▶ Exercice court A: Relevez toutes les heures notées dans l'extrait de journal de bord ci-dessous, dans leur ordre d'apparition.

▶ Extrait du document:
┌──

10H00, aujourd’hui nous sommes le 14 juillet, Fête Nationale. A moins de croiser un navire de très près, je m’abstiendrai de hisser le grand pavillon...
C’est important pour moi le 14 juillet (tiens un poisson volant !). Je ne suis pas réellement chauvin, mais j’estime que la France (qui n’est pas exempte de reproches, nous sommes bien d’accord), mérite que l’on soit fier d’elle et que l’on ne galvaude pas sa nationalité.
J’ai eu cette discussion avec la Consul Général de France au Cap-Vert, et je lui disais que partout où j’allais je m’estimais en représentation de mon pays. Je m’explique : Si un jour il m’arrivait de faire une connerie dans un pays étranger, quels seraient les premiers commentaires des gens de ce pays ? Ils diraient sans chercher à approfondir la chose « Regardez, c’est un français qui a fait une connerie ! ». Ce que je fais, la façon dont je me comporte, n’implique pas seulement ma petite personne, mais également mon pays et tous mes concitoyens. C’est pour cela que je dis que je représente la France, ou tout du moins son image. Et je ne vous parle pas des idéaux de Liberté, Égalité, Fraternité, Laïcité, toutes ces belles idées universelles que je me fais fort de représenter également. C’est là un autre sujet.

Je ne sais pas si je suis un patriote, mais toujours est-il que j’ai cette conscience-là de mon pays.

Toujours changeant
12H45, le temps est magnifique. La Boiteuse avance dans une mer belle et bleue. C’est presque confortable. Je me suis fait cuire des pâtes, et j’ai déniché dans le fond d’un de mes coffres une boite de corned-beef. J’ai faim !
J’ai fini le Seigneur des Anneaux. Là, je suis coincé car je crois qu’il ne me reste plus rien à part des bouquins de Moitessier et Gerbault, et je n’ai pas envie de lire des récits de mer en ce moment... Peut-être parce que je suis en train d’écrire mon propre récit ? Ma propre histoire ?

15H30, je vais passer très près des cailloux finalement. Très, très près. Je ne l’ai pas fait exprès, c’est le vent qui à tourné. Mais ça m’étonnerait tout de même que j’arrive à les voir, car ces îles sont toutes petites et très basses sur l‘eau.

15H45, Houla... Là, on a un problème.
Alors que j’allais à la cabine avant chercher un bouquin, j’ai constaté que l’antichambre de la cabine, la salle de bain si vous préférez, baignait dans l’eau. J’ai craint que la vache à eau douce soit percée, mais apparemment non. Le compartiment sous le moteur était plein d’eau lui aussi. J’ai pompé ce que j’ai pu avec la pompe à main... Je ne sais pas d’où elle vient cette flotte !

└──

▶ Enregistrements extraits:
┌──

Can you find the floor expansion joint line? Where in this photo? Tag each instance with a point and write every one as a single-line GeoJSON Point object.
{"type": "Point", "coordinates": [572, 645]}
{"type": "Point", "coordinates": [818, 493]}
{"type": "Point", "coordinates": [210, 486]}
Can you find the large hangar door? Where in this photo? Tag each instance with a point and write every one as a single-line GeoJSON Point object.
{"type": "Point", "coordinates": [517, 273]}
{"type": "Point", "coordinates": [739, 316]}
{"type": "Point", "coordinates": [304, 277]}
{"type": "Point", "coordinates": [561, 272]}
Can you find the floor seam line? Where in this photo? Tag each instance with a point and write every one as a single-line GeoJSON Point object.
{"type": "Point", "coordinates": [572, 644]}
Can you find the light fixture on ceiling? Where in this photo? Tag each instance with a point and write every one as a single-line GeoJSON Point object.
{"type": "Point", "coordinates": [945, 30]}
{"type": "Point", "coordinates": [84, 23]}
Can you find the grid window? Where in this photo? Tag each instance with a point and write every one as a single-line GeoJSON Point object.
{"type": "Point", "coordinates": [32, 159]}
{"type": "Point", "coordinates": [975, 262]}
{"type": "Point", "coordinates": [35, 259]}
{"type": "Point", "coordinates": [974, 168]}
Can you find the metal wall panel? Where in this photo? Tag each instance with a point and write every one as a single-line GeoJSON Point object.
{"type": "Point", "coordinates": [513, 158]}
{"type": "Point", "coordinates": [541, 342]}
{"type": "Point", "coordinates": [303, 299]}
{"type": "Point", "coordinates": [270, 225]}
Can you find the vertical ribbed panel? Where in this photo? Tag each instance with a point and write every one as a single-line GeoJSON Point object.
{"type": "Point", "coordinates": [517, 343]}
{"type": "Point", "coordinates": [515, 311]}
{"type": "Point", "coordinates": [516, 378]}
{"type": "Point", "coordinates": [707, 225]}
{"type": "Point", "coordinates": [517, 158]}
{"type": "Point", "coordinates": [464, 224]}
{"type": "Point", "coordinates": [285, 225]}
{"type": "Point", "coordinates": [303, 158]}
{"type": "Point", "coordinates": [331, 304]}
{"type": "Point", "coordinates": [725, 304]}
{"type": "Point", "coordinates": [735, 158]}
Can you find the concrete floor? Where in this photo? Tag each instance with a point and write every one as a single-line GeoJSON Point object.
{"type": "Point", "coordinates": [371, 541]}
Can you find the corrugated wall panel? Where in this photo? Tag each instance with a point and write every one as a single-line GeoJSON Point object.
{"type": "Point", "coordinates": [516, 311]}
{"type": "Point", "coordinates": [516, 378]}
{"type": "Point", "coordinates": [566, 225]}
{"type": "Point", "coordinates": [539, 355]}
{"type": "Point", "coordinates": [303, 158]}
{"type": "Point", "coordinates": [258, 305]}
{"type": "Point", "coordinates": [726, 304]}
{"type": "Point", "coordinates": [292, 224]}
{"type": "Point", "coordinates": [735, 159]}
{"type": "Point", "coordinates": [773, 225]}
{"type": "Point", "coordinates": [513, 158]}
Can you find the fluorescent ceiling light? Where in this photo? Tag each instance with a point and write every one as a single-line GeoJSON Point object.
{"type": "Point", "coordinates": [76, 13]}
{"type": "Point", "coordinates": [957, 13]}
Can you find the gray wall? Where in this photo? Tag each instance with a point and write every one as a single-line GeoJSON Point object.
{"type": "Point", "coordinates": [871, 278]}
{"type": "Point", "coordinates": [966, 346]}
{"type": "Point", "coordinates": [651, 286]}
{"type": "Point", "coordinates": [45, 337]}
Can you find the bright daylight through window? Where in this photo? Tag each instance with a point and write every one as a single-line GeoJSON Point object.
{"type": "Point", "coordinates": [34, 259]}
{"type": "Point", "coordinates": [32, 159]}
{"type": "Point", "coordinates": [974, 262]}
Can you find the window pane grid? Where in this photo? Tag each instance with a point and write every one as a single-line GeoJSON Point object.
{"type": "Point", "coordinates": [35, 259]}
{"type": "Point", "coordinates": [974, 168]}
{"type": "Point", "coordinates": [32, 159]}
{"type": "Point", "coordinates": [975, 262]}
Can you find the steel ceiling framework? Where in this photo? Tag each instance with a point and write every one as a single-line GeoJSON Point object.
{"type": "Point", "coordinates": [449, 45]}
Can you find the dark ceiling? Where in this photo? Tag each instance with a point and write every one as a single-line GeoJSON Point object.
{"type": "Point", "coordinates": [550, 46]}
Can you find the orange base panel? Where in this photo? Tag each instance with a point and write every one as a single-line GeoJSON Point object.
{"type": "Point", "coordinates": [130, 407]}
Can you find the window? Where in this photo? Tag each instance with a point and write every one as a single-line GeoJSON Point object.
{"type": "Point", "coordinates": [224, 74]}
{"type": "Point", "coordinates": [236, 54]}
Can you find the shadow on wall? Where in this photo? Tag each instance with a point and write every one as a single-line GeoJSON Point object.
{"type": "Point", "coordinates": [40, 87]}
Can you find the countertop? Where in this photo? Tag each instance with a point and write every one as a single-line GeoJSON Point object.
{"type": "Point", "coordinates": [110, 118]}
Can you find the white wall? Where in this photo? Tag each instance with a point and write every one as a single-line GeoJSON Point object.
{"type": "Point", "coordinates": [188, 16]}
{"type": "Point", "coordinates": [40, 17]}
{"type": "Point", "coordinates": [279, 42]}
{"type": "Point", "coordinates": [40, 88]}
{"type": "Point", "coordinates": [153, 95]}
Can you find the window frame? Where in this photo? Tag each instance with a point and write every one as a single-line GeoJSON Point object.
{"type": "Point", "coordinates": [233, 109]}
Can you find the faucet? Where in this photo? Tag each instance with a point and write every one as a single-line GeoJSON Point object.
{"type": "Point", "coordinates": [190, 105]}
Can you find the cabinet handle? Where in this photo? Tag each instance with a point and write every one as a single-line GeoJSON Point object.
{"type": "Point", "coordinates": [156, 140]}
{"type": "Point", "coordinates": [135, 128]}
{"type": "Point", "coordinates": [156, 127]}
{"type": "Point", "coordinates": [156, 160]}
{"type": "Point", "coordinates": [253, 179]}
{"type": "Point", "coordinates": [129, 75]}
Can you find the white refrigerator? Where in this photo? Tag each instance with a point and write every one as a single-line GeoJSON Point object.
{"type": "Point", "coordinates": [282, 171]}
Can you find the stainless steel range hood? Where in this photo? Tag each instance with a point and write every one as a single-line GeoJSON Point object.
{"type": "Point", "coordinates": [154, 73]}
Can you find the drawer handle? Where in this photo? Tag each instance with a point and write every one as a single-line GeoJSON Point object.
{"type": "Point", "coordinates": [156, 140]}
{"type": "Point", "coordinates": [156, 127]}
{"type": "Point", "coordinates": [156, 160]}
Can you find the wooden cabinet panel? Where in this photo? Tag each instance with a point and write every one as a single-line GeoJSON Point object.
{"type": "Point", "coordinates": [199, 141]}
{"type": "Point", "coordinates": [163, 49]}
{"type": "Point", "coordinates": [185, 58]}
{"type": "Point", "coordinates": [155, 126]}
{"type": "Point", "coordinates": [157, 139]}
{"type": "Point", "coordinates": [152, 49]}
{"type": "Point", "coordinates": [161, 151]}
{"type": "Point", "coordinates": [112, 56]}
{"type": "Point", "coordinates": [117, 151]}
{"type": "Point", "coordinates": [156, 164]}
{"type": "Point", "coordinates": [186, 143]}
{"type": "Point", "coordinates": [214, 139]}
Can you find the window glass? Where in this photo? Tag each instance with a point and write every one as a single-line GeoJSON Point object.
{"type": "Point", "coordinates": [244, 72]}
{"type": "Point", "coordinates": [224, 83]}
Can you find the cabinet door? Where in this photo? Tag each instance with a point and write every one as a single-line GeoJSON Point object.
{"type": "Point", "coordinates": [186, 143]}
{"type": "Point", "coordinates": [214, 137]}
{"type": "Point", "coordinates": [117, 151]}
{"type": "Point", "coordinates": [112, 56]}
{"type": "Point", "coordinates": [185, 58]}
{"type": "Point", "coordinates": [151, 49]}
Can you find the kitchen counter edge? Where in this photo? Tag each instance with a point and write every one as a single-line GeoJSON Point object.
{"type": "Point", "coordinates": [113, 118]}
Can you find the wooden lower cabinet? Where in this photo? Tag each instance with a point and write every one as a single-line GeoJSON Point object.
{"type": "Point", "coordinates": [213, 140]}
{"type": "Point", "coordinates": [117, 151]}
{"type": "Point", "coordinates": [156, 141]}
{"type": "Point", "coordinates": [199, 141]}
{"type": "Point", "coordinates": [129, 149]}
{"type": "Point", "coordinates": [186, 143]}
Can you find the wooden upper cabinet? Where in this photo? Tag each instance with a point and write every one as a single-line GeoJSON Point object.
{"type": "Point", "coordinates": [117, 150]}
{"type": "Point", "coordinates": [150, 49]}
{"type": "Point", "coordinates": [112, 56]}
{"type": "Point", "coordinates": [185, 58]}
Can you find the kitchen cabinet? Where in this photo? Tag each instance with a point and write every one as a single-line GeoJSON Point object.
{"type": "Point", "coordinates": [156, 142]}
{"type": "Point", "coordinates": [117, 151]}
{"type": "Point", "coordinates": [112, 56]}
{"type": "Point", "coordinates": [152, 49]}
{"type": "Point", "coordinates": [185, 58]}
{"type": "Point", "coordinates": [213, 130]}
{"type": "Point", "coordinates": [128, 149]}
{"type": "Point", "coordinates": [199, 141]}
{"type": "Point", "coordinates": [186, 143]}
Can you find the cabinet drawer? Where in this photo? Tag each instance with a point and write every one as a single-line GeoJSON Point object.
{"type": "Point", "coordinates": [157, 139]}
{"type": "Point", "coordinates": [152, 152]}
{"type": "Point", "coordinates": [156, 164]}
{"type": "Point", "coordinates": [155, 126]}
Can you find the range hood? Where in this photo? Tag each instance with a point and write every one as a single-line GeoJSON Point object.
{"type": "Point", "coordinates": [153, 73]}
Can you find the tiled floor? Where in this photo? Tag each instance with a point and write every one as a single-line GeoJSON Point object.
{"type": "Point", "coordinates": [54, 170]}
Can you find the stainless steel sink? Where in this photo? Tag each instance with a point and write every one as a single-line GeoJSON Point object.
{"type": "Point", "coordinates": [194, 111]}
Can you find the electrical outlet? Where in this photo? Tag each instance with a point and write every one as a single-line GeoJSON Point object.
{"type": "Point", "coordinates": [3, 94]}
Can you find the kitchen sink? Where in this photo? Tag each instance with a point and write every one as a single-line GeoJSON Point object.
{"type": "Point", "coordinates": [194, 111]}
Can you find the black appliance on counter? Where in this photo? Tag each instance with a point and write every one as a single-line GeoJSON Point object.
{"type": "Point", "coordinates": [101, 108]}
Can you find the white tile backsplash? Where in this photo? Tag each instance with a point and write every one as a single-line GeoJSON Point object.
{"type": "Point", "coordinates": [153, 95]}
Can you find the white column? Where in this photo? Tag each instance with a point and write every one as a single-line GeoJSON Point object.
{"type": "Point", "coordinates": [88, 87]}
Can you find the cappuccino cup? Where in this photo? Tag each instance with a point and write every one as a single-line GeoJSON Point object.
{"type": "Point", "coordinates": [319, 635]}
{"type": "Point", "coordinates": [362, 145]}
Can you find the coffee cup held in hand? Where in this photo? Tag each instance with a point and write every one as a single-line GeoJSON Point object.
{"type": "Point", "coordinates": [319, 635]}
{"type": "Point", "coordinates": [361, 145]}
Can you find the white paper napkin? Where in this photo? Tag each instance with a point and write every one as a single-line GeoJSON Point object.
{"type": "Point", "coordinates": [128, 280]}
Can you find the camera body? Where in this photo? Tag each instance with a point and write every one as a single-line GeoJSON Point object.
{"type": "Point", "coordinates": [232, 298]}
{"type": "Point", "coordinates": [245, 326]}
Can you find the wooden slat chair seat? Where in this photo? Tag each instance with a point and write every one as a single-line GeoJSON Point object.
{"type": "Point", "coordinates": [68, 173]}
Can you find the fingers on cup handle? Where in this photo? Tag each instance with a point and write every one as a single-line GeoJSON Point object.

└──

▶ Exercice court B: Sélectionnez chaque ligne des enregistrements qui contient le mot « drawer », en tenant compte de la casse.

▶ Solution détaillée A: 10H00, 12H45, 15H30, 15H45

▶ Solution détaillée B:
Can you find the drawer handle? Where in this photo? Tag each instance with a point and write every one as a single-line GeoJSON Point object.
Can you find the cabinet drawer? Where in this photo? Tag each instance with a point and write every one as a single-line GeoJSON Point object.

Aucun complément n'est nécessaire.